(Point annotations for photos)
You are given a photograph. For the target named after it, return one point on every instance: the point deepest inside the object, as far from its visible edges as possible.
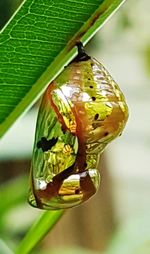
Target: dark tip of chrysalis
(45, 144)
(82, 56)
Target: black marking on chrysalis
(82, 56)
(45, 144)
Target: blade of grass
(39, 229)
(4, 249)
(29, 73)
(12, 193)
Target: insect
(81, 112)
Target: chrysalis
(81, 112)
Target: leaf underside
(37, 43)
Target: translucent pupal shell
(81, 112)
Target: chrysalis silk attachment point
(81, 112)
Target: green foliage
(34, 47)
(37, 43)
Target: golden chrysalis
(81, 112)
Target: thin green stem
(37, 232)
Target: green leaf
(38, 42)
(12, 193)
(4, 249)
(38, 231)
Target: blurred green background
(117, 219)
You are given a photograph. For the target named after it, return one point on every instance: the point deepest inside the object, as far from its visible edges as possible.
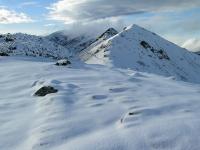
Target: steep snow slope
(76, 44)
(24, 44)
(133, 110)
(86, 54)
(141, 50)
(73, 44)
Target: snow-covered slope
(96, 108)
(142, 50)
(73, 43)
(87, 54)
(24, 44)
(76, 44)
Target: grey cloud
(71, 10)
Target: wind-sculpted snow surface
(142, 50)
(30, 45)
(96, 108)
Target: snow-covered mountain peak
(108, 33)
(142, 50)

**Directive:**
Rewrite the stretch from "Target: grey cloud" through the end of the records, replacing "mountain peak" with "summit" and leaving everything else unchanged.

**Result for this task:**
Target: grey cloud
(71, 10)
Target: wind-sculpted snow surface
(142, 50)
(30, 45)
(96, 108)
Target: snow-covered summit
(108, 33)
(142, 50)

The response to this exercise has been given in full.